====== Excerpted records
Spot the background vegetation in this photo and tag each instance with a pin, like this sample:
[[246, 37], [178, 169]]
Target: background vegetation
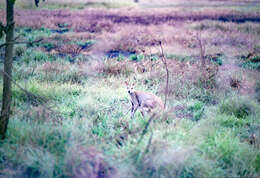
[[77, 124]]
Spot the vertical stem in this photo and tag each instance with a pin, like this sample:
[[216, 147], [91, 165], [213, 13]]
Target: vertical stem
[[7, 95], [167, 75]]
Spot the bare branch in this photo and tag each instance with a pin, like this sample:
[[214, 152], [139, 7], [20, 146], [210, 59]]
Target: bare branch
[[21, 42]]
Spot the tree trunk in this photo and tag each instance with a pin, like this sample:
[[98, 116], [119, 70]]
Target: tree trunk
[[7, 94]]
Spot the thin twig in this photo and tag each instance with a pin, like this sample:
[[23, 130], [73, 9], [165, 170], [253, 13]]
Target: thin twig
[[202, 50], [167, 74], [145, 129]]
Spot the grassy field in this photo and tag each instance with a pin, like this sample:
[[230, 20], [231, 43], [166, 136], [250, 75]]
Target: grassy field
[[77, 124]]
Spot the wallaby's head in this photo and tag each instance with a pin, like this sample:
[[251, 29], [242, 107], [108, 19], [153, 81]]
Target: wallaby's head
[[130, 88]]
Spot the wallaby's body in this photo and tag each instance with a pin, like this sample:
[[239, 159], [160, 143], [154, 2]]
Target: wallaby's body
[[145, 101]]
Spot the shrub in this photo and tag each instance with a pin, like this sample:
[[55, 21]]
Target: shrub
============
▶ **What the task asks**: Give back exactly the lines from the one containing "Spot the tree" to the end of the material, both ends included.

▶ **Response**:
Spot the tree trunk in this photo and tag each instance with a pin, like this sample:
[[98, 116], [119, 70]]
Target: tree trunk
[[7, 94]]
Spot the thin twig in this photo and tag each instance with a pin, like this sample:
[[23, 130], [73, 9], [165, 170], [253, 13]]
Target: thin twig
[[202, 50], [167, 74], [145, 129]]
Spot the grassy field in this photo and tag each instance with a pin, like this sample:
[[230, 20], [231, 43], [166, 136], [250, 75]]
Target: grassy field
[[77, 124]]
Spot the wallaby's head in this photo and tag each instance with a pin, like this sample:
[[251, 29], [242, 107], [108, 19], [153, 81]]
Target: wallaby's head
[[130, 88]]
Spot the wallaby's body in this photo and tag each instance with a pin, like this sample:
[[239, 159], [160, 143], [154, 2]]
Target: wallaby's body
[[145, 101]]
Spot the shrub in this photo and tag each instance with a pin, like this sample:
[[55, 21]]
Target: shrub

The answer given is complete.